▸ **Problem details**:
Rewrite all of the records below, replacing "pixel point" with "coordinate point" each time it occurs and leaving everything else unchanged.

──────

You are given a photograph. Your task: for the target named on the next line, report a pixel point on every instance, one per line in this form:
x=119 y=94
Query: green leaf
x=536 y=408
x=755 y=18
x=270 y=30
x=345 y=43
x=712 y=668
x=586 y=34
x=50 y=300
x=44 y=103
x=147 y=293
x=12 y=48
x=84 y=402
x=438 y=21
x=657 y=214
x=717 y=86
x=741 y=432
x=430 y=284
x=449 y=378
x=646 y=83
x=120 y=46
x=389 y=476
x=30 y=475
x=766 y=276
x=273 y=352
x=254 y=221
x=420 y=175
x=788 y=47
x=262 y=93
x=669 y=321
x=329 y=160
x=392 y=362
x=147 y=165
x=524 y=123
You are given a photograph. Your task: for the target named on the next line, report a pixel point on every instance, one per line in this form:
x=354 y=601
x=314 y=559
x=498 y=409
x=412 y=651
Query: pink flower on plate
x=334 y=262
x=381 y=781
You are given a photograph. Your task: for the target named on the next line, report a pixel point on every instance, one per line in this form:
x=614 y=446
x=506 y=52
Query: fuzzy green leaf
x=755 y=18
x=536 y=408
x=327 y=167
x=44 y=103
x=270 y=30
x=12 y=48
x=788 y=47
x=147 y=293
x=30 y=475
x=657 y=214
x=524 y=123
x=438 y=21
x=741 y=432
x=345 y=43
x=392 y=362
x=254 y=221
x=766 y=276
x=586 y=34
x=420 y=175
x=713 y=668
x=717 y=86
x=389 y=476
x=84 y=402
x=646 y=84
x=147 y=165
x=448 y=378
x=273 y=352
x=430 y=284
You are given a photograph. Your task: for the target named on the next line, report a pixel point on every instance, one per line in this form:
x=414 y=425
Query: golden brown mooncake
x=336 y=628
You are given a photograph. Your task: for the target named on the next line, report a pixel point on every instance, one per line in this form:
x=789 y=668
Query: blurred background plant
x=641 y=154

──────

▸ **Result**:
You are given a photograph. Your task: for the target named on the next line, report a coordinate point on every instance, one per line in this form:
x=119 y=94
Query: green leaf
x=536 y=408
x=755 y=18
x=270 y=30
x=345 y=43
x=712 y=668
x=586 y=34
x=50 y=300
x=44 y=103
x=147 y=293
x=12 y=48
x=84 y=402
x=438 y=21
x=657 y=214
x=717 y=86
x=741 y=432
x=430 y=284
x=449 y=378
x=646 y=83
x=120 y=46
x=389 y=476
x=30 y=475
x=766 y=276
x=273 y=352
x=254 y=221
x=420 y=175
x=788 y=47
x=262 y=93
x=669 y=321
x=329 y=160
x=392 y=362
x=147 y=165
x=524 y=123
You are given a photograph. Your task: for the target named on the next line, report a coordinate point on every instance, one per line in this form:
x=354 y=601
x=314 y=559
x=498 y=409
x=412 y=651
Query: pink flower on plate
x=334 y=262
x=381 y=781
You are given a photograph. Your task: for the target named on the next line, report a coordinate point on every instance, one per line in this form:
x=614 y=446
x=506 y=52
Query: fuzzy green leaf
x=755 y=18
x=536 y=408
x=327 y=167
x=44 y=103
x=270 y=30
x=12 y=48
x=788 y=47
x=147 y=293
x=30 y=475
x=657 y=214
x=524 y=123
x=438 y=21
x=741 y=432
x=345 y=43
x=392 y=362
x=254 y=221
x=766 y=276
x=586 y=34
x=420 y=175
x=713 y=668
x=717 y=86
x=389 y=476
x=84 y=402
x=646 y=84
x=147 y=165
x=448 y=378
x=273 y=352
x=430 y=284
You are given a photograph. Your task: for the target named on the next line, report a coordinate point on every instance, one per line in this form:
x=414 y=425
Query: golden brown mooncake
x=336 y=628
You are given a photograph. Your task: for the target named on the next line, report a coordinate point on every instance, one per line in this form:
x=789 y=668
Query: blurred background plant
x=641 y=154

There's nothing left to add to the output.